RECORDS FOR THIS TASK Start Marker

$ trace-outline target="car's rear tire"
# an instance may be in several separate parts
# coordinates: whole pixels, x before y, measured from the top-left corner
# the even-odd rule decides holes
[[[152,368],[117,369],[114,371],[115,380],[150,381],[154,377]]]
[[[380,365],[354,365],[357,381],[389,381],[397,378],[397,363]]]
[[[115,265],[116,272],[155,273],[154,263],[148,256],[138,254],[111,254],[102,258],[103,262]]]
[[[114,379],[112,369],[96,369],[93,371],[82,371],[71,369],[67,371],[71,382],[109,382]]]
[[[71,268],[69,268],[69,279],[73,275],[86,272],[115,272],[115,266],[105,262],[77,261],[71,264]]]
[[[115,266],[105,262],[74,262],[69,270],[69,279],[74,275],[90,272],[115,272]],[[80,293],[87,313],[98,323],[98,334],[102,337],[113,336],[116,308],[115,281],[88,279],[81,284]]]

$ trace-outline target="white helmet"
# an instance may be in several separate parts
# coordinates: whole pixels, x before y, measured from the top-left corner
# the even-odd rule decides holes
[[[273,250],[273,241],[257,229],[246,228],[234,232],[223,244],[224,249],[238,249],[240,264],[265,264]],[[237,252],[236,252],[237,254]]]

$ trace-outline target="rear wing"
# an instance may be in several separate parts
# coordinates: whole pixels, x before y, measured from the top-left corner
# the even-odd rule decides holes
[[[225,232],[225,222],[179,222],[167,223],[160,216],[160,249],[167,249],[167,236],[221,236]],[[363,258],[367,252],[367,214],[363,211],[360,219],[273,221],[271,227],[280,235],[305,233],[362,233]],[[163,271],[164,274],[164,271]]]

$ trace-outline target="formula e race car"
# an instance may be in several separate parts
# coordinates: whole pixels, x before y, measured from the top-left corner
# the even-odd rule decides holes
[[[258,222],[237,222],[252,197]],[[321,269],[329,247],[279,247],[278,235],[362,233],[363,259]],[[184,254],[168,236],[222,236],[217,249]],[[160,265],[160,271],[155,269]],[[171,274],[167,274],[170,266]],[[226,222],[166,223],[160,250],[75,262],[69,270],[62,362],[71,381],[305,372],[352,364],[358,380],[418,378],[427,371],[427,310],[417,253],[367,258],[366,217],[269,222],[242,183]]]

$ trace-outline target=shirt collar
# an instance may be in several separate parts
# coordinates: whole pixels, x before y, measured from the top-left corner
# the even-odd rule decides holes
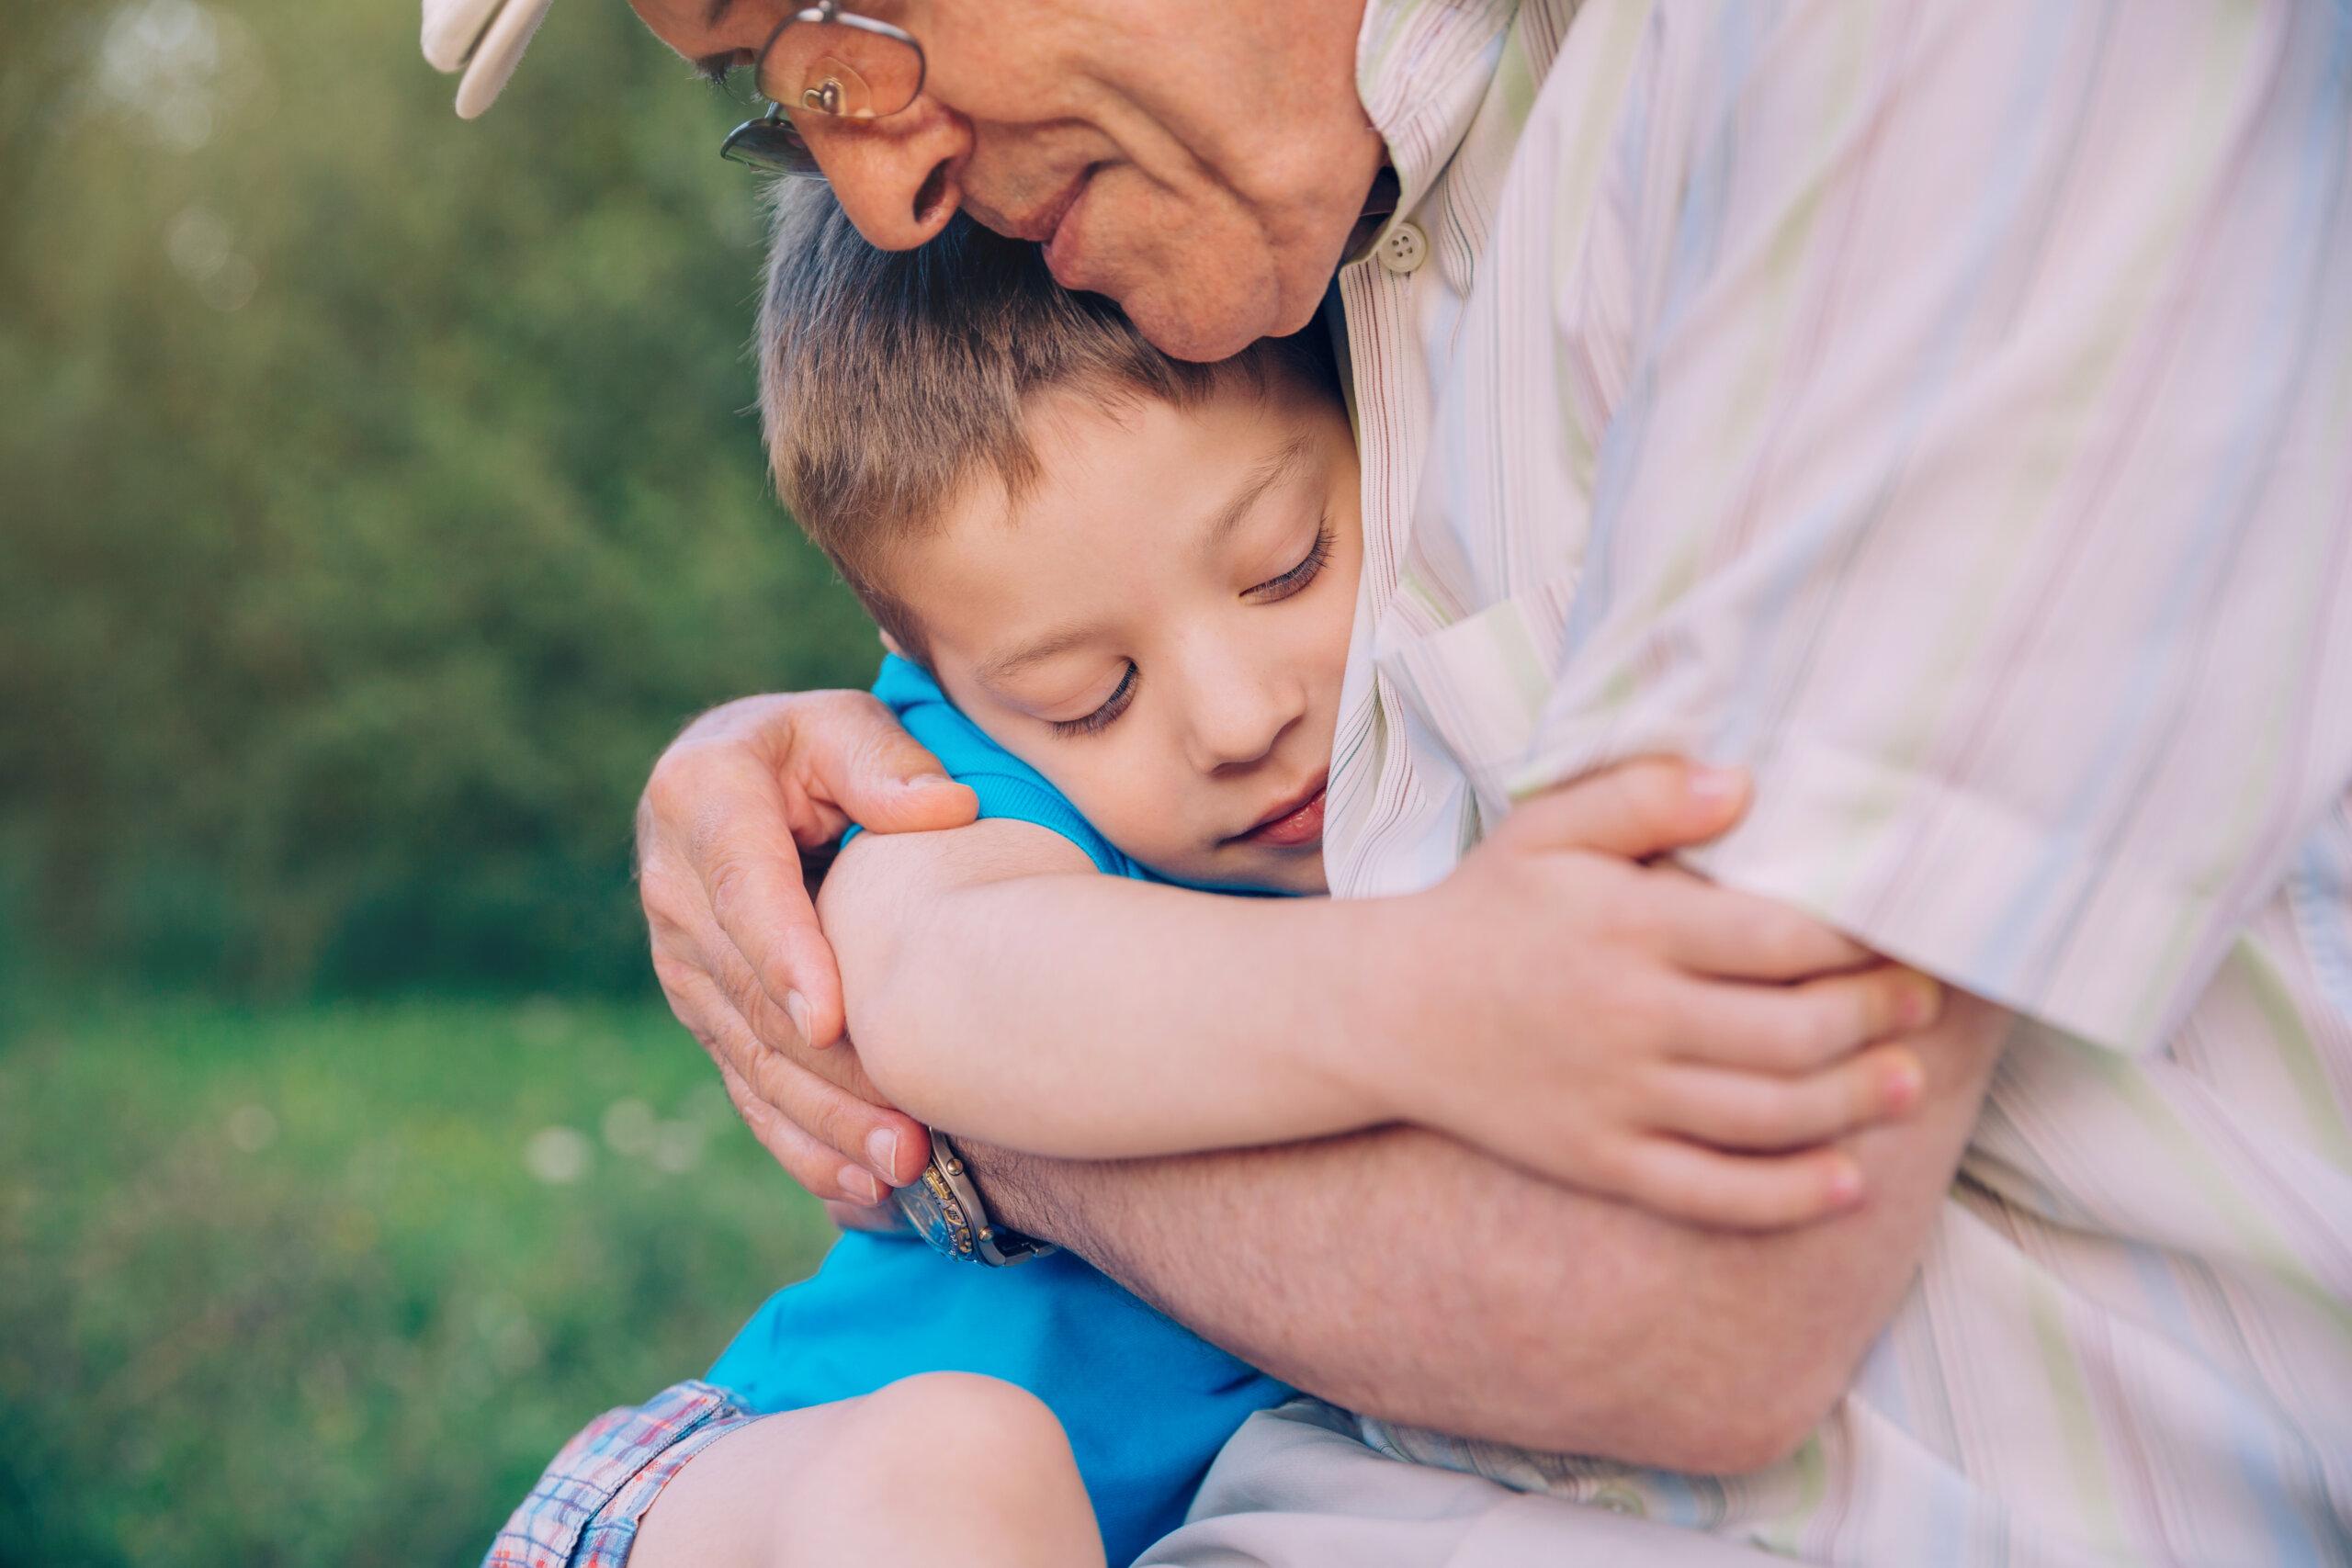
[[[1411,213],[1453,161],[1494,83],[1519,5],[1367,0],[1356,37],[1356,96],[1388,144],[1395,179],[1374,183],[1359,225],[1364,248]],[[1375,210],[1383,202],[1386,210]],[[1351,259],[1359,254],[1351,248]]]

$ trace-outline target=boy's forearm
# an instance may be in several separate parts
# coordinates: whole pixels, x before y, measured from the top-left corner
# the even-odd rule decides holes
[[[966,1149],[997,1217],[1335,1404],[1686,1471],[1788,1452],[1893,1313],[2007,1021],[1956,1008],[1919,1113],[1856,1141],[1871,1201],[1761,1235],[1660,1220],[1388,1128],[1068,1163]]]
[[[1069,874],[1040,874],[1040,836],[989,822],[930,842],[861,839],[828,882],[850,1032],[893,1102],[1068,1158],[1385,1119],[1348,1054],[1394,1026],[1409,987],[1381,941],[1388,911],[1102,876],[1075,850]]]

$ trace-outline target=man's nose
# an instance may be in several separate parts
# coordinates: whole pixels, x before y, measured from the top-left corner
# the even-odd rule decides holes
[[[964,199],[971,122],[930,97],[887,119],[826,123],[803,134],[857,231],[886,251],[928,242]],[[806,122],[804,122],[806,123]]]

RECORDS FOR THIS TASK End Marker

EXERCISE DESCRIPTION – Only a number is expected: the count of lines in the entries that include the string "target".

SOLUTION FOR THIS EXERCISE – 7